→ **INSTRUCTIONS TO FOLLOW**: Select each line in the records below that contains the string "negative". Treat case as significant.

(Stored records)
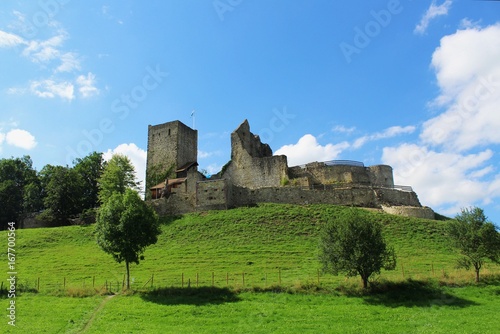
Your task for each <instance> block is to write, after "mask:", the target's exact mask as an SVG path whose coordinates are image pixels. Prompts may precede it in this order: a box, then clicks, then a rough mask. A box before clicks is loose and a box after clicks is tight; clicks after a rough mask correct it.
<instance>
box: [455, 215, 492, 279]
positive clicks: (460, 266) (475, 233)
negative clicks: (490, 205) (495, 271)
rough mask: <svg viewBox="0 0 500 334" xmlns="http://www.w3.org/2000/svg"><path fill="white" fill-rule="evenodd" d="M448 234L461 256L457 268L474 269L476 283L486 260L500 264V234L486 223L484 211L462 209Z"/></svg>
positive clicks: (490, 223)
mask: <svg viewBox="0 0 500 334" xmlns="http://www.w3.org/2000/svg"><path fill="white" fill-rule="evenodd" d="M448 233H449V235H450V237H451V239H452V242H453V244H454V246H455V247H456V248H458V250H459V251H460V253H461V254H462V257H461V258H459V259H458V261H457V267H458V268H465V269H467V270H469V269H470V268H471V267H474V270H475V272H476V282H479V271H480V270H481V268H482V267H483V265H484V262H485V260H486V259H489V260H491V261H493V262H496V263H499V262H500V234H499V233H498V231H497V230H496V228H495V225H493V223H491V222H488V221H487V218H486V216H485V215H484V211H483V210H482V209H480V208H478V207H472V208H470V209H462V210H461V213H460V214H458V215H457V216H456V217H455V221H453V222H451V223H450V224H449V227H448Z"/></svg>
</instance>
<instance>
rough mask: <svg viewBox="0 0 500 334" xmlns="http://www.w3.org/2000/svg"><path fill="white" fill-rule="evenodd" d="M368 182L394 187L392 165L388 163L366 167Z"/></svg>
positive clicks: (380, 184)
mask: <svg viewBox="0 0 500 334" xmlns="http://www.w3.org/2000/svg"><path fill="white" fill-rule="evenodd" d="M367 171H368V174H369V177H370V183H371V184H373V185H376V186H384V187H389V188H392V187H394V178H393V173H392V167H391V166H388V165H375V166H370V167H367Z"/></svg>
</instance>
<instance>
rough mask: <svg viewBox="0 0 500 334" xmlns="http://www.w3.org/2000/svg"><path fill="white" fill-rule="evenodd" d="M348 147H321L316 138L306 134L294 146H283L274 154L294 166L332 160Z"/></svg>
mask: <svg viewBox="0 0 500 334" xmlns="http://www.w3.org/2000/svg"><path fill="white" fill-rule="evenodd" d="M348 147H349V143H347V142H342V143H339V144H335V145H334V144H326V145H325V146H322V145H320V144H319V143H318V141H317V140H316V137H314V136H313V135H310V134H306V135H304V136H303V137H302V138H300V139H299V141H298V142H297V143H296V144H291V145H285V146H283V147H281V148H279V149H278V150H277V151H276V152H275V154H276V155H286V156H287V158H288V165H289V166H296V165H302V164H305V163H309V162H314V161H328V160H333V159H335V158H337V157H338V155H339V154H340V153H341V152H342V151H343V150H345V149H346V148H348Z"/></svg>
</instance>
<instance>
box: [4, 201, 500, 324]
mask: <svg viewBox="0 0 500 334" xmlns="http://www.w3.org/2000/svg"><path fill="white" fill-rule="evenodd" d="M345 210H346V208H344V207H338V206H331V205H309V206H297V205H277V204H262V205H259V206H257V207H250V208H239V209H233V210H227V211H210V212H200V213H193V214H187V215H184V216H181V217H171V218H165V219H164V220H163V224H162V230H163V233H162V234H161V236H160V238H159V241H158V243H157V244H156V245H154V246H151V247H149V248H148V249H147V250H146V252H145V254H144V256H145V258H144V260H143V261H142V262H141V263H140V264H139V265H132V266H131V280H132V291H128V292H122V291H121V290H122V285H123V279H124V272H125V268H124V264H118V263H115V262H114V261H113V259H112V258H111V256H109V255H107V254H105V253H104V252H103V251H101V250H100V249H99V248H98V247H97V245H96V243H95V238H94V232H93V226H71V227H62V228H51V229H31V230H17V231H16V271H17V283H18V286H17V291H16V293H17V297H16V327H15V328H14V327H12V326H9V325H8V324H7V322H8V321H9V319H8V318H7V314H8V311H7V310H6V308H7V307H8V305H9V301H10V300H9V299H8V298H7V293H6V291H5V286H6V284H4V285H2V287H3V290H4V291H2V299H0V302H2V304H3V305H4V306H5V307H3V308H2V309H4V311H3V312H4V314H5V316H2V318H3V319H4V323H2V324H0V328H1V329H0V330H1V331H2V332H8V333H11V332H12V333H16V332H19V333H26V332H33V333H80V332H85V333H103V332H106V333H249V332H252V333H294V332H306V333H330V332H331V333H334V332H345V333H444V332H447V333H449V332H453V333H496V332H498V331H499V329H500V320H498V317H497V313H498V310H499V309H500V266H498V265H494V264H491V263H487V264H486V267H485V268H484V269H483V270H482V275H483V281H482V282H481V283H479V284H474V283H473V282H474V275H473V273H472V272H467V271H464V270H457V269H455V259H456V256H457V254H456V252H455V250H453V249H452V248H451V247H450V246H449V243H448V240H447V237H446V234H445V226H446V221H438V220H422V219H415V218H407V217H398V216H393V215H387V214H383V213H380V212H373V211H371V212H369V213H368V214H370V215H371V217H372V219H374V220H377V221H380V222H381V223H382V224H383V225H384V234H385V237H386V239H387V241H388V242H389V243H390V244H391V245H393V246H394V248H395V250H396V253H397V256H398V266H397V269H396V270H394V271H388V272H385V271H383V272H382V273H381V274H380V275H379V276H377V277H375V278H374V284H373V288H372V289H371V291H369V292H365V291H363V290H362V289H361V285H360V283H361V280H360V279H359V278H358V277H354V278H349V279H346V278H345V277H342V276H339V277H334V276H331V275H328V274H324V273H322V272H321V271H320V265H319V262H318V260H317V252H318V235H319V231H320V229H321V227H322V225H323V224H324V223H325V222H326V221H328V220H332V219H335V217H339V216H341V215H342V214H344V213H345ZM0 240H7V233H6V232H5V231H3V232H1V233H0ZM6 247H7V241H5V247H2V249H3V255H4V256H3V258H4V259H5V261H4V262H5V266H4V268H5V270H4V272H5V275H7V271H8V268H7V260H6V256H5V255H6ZM4 282H5V283H6V282H7V281H4Z"/></svg>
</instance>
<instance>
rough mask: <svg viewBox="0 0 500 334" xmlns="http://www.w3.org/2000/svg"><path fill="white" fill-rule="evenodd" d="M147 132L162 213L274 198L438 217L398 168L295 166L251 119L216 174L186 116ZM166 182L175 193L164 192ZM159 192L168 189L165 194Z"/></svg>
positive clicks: (320, 163) (421, 216)
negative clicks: (400, 179) (273, 151)
mask: <svg viewBox="0 0 500 334" xmlns="http://www.w3.org/2000/svg"><path fill="white" fill-rule="evenodd" d="M148 130H149V131H148V157H147V172H146V180H147V181H146V182H147V184H148V185H150V186H151V185H152V184H154V183H155V182H158V183H159V185H157V186H156V188H150V191H151V192H152V194H154V195H152V198H153V199H154V200H153V201H152V203H153V206H154V207H155V208H156V210H157V211H158V213H159V214H160V215H169V214H182V213H186V212H192V211H201V210H212V209H215V210H220V209H229V208H234V207H239V206H248V205H254V204H257V203H262V202H272V203H292V204H314V203H327V204H336V205H348V206H359V207H369V208H379V209H385V210H386V211H388V212H390V213H395V214H404V215H413V216H420V217H426V218H432V216H433V213H432V210H431V209H430V208H422V206H421V204H420V202H419V200H418V197H417V194H416V193H415V192H414V191H413V190H412V189H411V187H397V186H394V180H393V171H392V167H390V166H387V165H376V166H369V167H365V166H364V165H363V164H362V163H359V162H356V163H355V162H349V161H331V162H311V163H309V164H306V165H303V166H294V167H288V163H287V157H286V156H284V155H279V156H276V155H273V153H272V150H271V148H270V146H269V145H268V144H264V143H262V142H261V140H260V138H259V137H258V136H256V135H254V134H253V133H252V132H251V131H250V125H249V123H248V121H247V120H245V121H244V122H243V123H241V125H240V126H239V127H238V128H237V129H236V130H235V131H233V133H231V160H230V161H229V162H228V163H227V164H226V165H225V166H224V167H223V169H222V170H221V171H220V172H219V173H217V174H216V175H213V176H212V177H211V178H206V177H205V176H203V175H202V174H201V173H199V172H198V171H197V167H196V166H197V163H196V161H197V145H198V143H197V138H198V133H197V131H196V130H193V129H191V128H189V127H188V126H186V125H185V124H183V123H181V122H180V121H173V122H168V123H165V124H160V125H156V126H151V125H150V126H149V129H148ZM169 168H170V169H171V170H172V171H175V172H176V173H177V174H176V175H172V176H170V177H174V178H175V179H173V180H172V179H171V180H158V179H155V180H153V178H154V177H156V178H158V175H162V173H165V172H166V171H167V169H169ZM148 180H149V181H148ZM153 181H154V182H153ZM165 181H168V182H166V183H165ZM161 182H163V183H161ZM163 184H165V187H168V189H164V190H168V191H161V192H159V191H158V188H159V187H160V188H161V187H162V185H163ZM159 193H162V194H163V195H162V196H161V197H158V194H159ZM165 194H166V195H165Z"/></svg>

→ **EXERCISE OUTPUT**:
negative clicks: (490, 205) (495, 271)
negative clicks: (400, 179) (273, 151)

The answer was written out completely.